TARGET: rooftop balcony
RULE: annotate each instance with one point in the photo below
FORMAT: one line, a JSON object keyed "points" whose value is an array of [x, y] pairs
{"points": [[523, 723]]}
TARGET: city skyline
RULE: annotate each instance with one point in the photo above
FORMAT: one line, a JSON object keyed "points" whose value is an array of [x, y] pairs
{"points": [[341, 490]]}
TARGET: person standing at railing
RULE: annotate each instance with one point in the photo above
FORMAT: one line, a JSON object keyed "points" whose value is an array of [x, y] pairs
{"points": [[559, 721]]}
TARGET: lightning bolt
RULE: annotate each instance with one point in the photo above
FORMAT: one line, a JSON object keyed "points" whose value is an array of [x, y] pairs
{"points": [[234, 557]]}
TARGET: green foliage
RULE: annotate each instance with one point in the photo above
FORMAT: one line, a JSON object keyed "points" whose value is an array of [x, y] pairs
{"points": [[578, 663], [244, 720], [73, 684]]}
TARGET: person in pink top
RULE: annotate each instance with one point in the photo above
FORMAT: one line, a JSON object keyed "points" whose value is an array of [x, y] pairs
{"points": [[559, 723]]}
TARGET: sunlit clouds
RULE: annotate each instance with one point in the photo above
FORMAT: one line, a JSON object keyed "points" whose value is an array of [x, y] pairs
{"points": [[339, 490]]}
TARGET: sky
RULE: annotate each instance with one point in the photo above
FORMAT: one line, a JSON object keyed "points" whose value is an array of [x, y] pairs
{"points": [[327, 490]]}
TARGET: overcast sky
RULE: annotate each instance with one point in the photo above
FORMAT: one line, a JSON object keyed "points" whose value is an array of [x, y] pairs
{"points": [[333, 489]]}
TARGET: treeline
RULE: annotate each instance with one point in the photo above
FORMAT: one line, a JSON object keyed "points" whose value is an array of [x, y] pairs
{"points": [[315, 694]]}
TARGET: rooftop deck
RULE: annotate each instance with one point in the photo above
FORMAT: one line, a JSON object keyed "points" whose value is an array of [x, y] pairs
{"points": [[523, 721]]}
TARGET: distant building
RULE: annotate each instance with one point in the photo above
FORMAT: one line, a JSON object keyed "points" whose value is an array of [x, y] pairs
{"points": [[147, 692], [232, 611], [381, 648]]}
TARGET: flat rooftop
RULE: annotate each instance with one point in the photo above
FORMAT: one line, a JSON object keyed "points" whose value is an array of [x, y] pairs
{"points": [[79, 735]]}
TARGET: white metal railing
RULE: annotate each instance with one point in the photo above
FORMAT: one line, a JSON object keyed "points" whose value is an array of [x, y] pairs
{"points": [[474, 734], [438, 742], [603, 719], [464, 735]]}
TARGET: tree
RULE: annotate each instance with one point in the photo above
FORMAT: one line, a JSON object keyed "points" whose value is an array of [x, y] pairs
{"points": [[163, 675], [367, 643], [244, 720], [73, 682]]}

# Task requirements
Everything in the listing should be given again word for word.

# Expected answer
TARGET: rooftop balcony
RULE: annotate each instance with one point in the photo below
FORMAT: one line, a JSON object keyed "points" whose value is an array of [x, y] pairs
{"points": [[523, 723]]}
TARGET: city skyline
RULE: annotate each instance with one point in the photo above
FORMAT: one line, a JSON object keyed "points" whose value is an array of [x, y] pairs
{"points": [[341, 490]]}
TARGET: person standing at railing
RULE: annotate each instance with one point in the photo above
FORMAT: one line, a JSON object keyed "points" whose value is an array of [x, y] pairs
{"points": [[559, 721]]}
TARGET: lightning bolt
RULE: annotate each instance with one point in the photo above
FORMAT: one line, a JSON object keyed "points" whose value is an array of [x, y] pairs
{"points": [[234, 557]]}
TARGET: green foliage
RULE: annotate each instance with one point in the photo above
FORMAT: one line, a JSON object keyed "points" whose value is an array of [x, y] pairs
{"points": [[578, 663], [244, 720], [73, 684]]}
TARGET: person in pink top
RULE: annotate each instance with one point in the photo above
FORMAT: one line, a JSON object keyed "points" whose value is an array of [x, y] pairs
{"points": [[559, 723]]}
TARGET: sunlit clouds
RULE: annotate each instance with one point in the photo above
FORMAT: one line, a JSON object keyed "points" whose value is an array of [x, y] pairs
{"points": [[339, 490]]}
TARGET: sky
RULE: annotate each instance with one point in the photo above
FORMAT: one line, a JSON object keyed "points" whose value is an array of [x, y] pairs
{"points": [[327, 490]]}
TARGET: overcast sky
RULE: annotate each instance with one point in the photo above
FORMAT: one line, a JSON object keyed "points" whose value is an array of [x, y] pairs
{"points": [[333, 489]]}
TARGET: treeline
RULE: annotate each instance with one point in the photo above
FORMAT: one line, a JSON object keyed "points" whose value is an array of [x, y] pairs
{"points": [[315, 694]]}
TARGET: rooftop deck
RULE: annotate each instance with one point in the photo above
FORMAT: one line, a JSON object keyed "points" whose value is an array of [x, y] pairs
{"points": [[523, 721]]}
TARGET: distant building
RULE: annotate each instance with one point in the photo above
FORMAT: one line, a JSON object keyed "points" whose value is an array of [x, y] pairs
{"points": [[147, 692], [232, 611], [381, 648]]}
TARGET: flat rooftop
RULE: annotate each instance with one point in the photo above
FORMAT: one line, a JSON object keyed "points" whose value is an array of [x, y] pairs
{"points": [[79, 735]]}
TARGET: white metal railing
RULE: annotate each instance with one point in the photo above
FORMAT: one line, a JSON object keyed "points" whose value is an array of [x, y] pairs
{"points": [[474, 734], [438, 742], [603, 719], [464, 735]]}
TARGET: tree
RULE: annotate each instance with one point in the photo above
FORMAT: one line, a JSON object keyed "points" whose value is an array of [x, y] pairs
{"points": [[163, 675], [367, 643], [244, 720], [73, 682]]}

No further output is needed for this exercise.